* Challenge *
Please return every line of the material below word for word, leaving out the pictures.

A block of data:
------------------------------

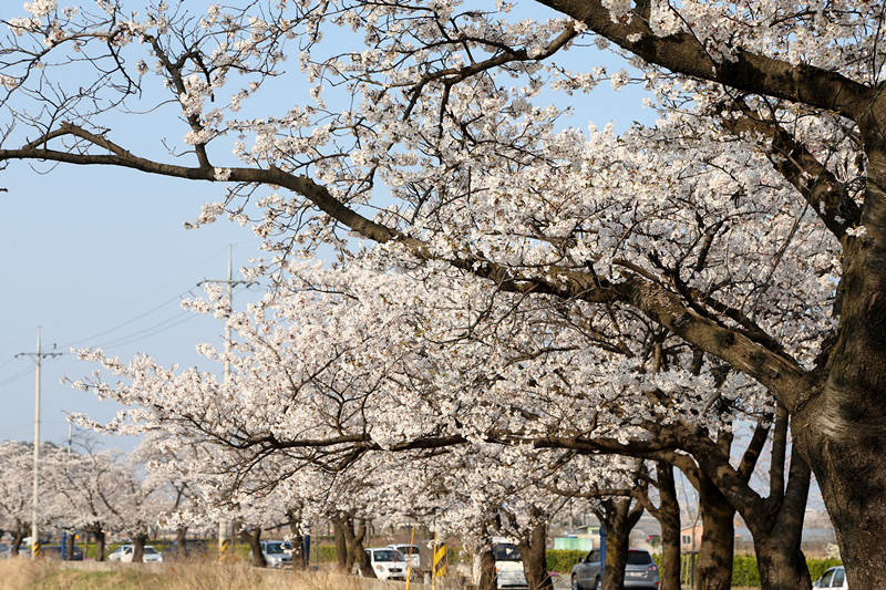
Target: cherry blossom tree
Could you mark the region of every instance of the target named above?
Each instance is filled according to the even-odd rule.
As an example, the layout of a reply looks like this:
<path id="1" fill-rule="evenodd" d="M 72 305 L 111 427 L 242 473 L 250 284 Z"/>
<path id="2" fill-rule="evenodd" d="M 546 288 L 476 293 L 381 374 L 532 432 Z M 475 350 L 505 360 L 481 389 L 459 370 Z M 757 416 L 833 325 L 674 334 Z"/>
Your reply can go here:
<path id="1" fill-rule="evenodd" d="M 33 485 L 32 447 L 16 441 L 0 444 L 0 517 L 12 535 L 11 555 L 19 555 L 31 521 Z"/>
<path id="2" fill-rule="evenodd" d="M 445 265 L 559 301 L 591 328 L 610 313 L 642 319 L 787 410 L 851 583 L 876 584 L 886 566 L 878 3 L 354 0 L 213 6 L 192 18 L 164 2 L 136 14 L 41 0 L 25 10 L 7 21 L 3 105 L 16 126 L 0 158 L 225 183 L 196 225 L 225 211 L 248 222 L 255 201 L 256 230 L 280 255 L 268 270 L 320 242 L 347 258 L 352 231 L 395 265 Z M 347 42 L 324 42 L 333 32 Z M 586 65 L 598 55 L 590 42 L 631 70 Z M 310 96 L 250 112 L 296 52 L 293 80 Z M 543 89 L 580 104 L 607 79 L 645 84 L 660 121 L 621 135 L 558 127 L 565 101 Z M 181 116 L 181 149 L 143 155 L 142 134 L 125 145 L 104 123 L 119 107 Z M 228 137 L 236 164 L 214 149 Z M 606 335 L 599 346 L 618 345 Z"/>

------------------------------

* Expected answer *
Target: cherry blossom tree
Could you mark the region of every instance of the target named above?
Each instance is filled according to the even-odd rule.
As an example, the layout of a reply looks like this:
<path id="1" fill-rule="evenodd" d="M 72 305 L 111 427 L 242 473 L 250 284 Z"/>
<path id="2" fill-rule="evenodd" d="M 546 288 L 476 293 L 381 374 L 532 432 Z M 475 350 L 505 360 L 481 389 L 459 370 Z M 757 416 L 833 325 L 674 334 Z"/>
Your reply can go here:
<path id="1" fill-rule="evenodd" d="M 33 485 L 32 447 L 16 441 L 0 444 L 0 517 L 12 535 L 11 555 L 19 555 L 31 521 Z"/>
<path id="2" fill-rule="evenodd" d="M 445 265 L 559 301 L 591 328 L 610 313 L 642 319 L 787 410 L 851 583 L 876 584 L 886 566 L 878 3 L 354 0 L 213 6 L 192 18 L 164 2 L 136 14 L 41 0 L 25 10 L 7 21 L 3 105 L 16 126 L 0 158 L 225 183 L 196 225 L 225 211 L 248 222 L 255 201 L 256 230 L 280 255 L 268 270 L 320 242 L 347 258 L 352 231 L 395 265 Z M 347 42 L 324 42 L 333 32 Z M 586 65 L 598 55 L 590 42 L 631 70 Z M 310 96 L 250 112 L 296 52 L 293 80 Z M 543 89 L 580 104 L 607 79 L 645 84 L 660 121 L 621 135 L 558 127 L 565 101 Z M 181 116 L 181 149 L 143 155 L 142 134 L 125 145 L 104 123 L 119 107 Z M 228 137 L 236 164 L 214 149 Z M 606 335 L 599 346 L 618 345 Z"/>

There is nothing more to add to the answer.